### EXERCISE DESCRIPTION
Copy every line of the material below word for word.

### SUPPLIED INFORMATION
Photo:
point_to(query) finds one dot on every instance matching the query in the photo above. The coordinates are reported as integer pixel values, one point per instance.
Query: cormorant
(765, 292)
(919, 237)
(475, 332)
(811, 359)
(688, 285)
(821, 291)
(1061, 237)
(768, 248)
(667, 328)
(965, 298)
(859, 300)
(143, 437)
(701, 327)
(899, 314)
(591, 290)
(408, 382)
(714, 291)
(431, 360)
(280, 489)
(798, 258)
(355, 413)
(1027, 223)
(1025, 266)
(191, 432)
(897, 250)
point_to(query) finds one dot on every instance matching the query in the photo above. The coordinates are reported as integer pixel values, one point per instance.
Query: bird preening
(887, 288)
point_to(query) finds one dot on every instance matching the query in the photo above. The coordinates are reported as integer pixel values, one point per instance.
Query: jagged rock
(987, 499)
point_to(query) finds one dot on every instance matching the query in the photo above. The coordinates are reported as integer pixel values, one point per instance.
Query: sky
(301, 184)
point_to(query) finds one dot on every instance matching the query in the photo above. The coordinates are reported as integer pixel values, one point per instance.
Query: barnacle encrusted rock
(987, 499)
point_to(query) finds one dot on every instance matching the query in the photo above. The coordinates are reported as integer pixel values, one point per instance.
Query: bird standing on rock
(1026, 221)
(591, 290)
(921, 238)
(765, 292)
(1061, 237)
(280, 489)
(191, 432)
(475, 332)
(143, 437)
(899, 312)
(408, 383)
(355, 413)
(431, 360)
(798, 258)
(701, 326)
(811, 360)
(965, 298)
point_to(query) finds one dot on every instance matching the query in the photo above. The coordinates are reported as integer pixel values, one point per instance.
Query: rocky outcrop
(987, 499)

### ANSWER BOX
Photo:
point_to(query) finds one dot on every instance matching the query in the photo above. The coordinates are reported as integer pixel values, one point per instance.
Query: cormorant
(765, 292)
(919, 237)
(475, 332)
(811, 359)
(688, 285)
(821, 291)
(1061, 237)
(768, 248)
(667, 328)
(965, 298)
(859, 300)
(143, 437)
(701, 327)
(899, 314)
(591, 290)
(408, 382)
(714, 291)
(431, 360)
(280, 489)
(798, 258)
(355, 413)
(1027, 223)
(1025, 266)
(191, 432)
(897, 250)
point_to(query) finds one dot on every instance matching the query in the photo above. The coordinates are reported as integer pixel values, one point per instance.
Query: bird preening
(887, 288)
point_to(query) finds one dot on every instance matching the query in the photo above. The coordinates are reported as integer pixel values, one point per instance.
Query: jagged rock
(987, 499)
point_to(query) finds one dot on every instance matching the query in the photo above. The coordinates are reported as integer pixel values, one point per instance.
Query: sky
(301, 184)
point_to(query) finds one dot on every instance matching the query in the photo above. The coordinates are reported as integer pixel values, one point per instance.
Query: barnacle encrusted rock
(987, 499)
point_to(query) finds one dot on every instance matching the query in the photo above. The coordinates are reported as integer pixel values, one point per instance.
Query: bird standing on rock
(1026, 221)
(591, 290)
(921, 238)
(765, 292)
(1061, 237)
(280, 489)
(191, 432)
(475, 332)
(143, 437)
(899, 312)
(408, 383)
(355, 413)
(431, 360)
(798, 258)
(701, 326)
(811, 360)
(965, 298)
point_to(query) finds one dot on every instance matching the query in the photo above. The coordinates are reported as integer pixel values, one point per instance.
Query: rocky outcrop
(987, 499)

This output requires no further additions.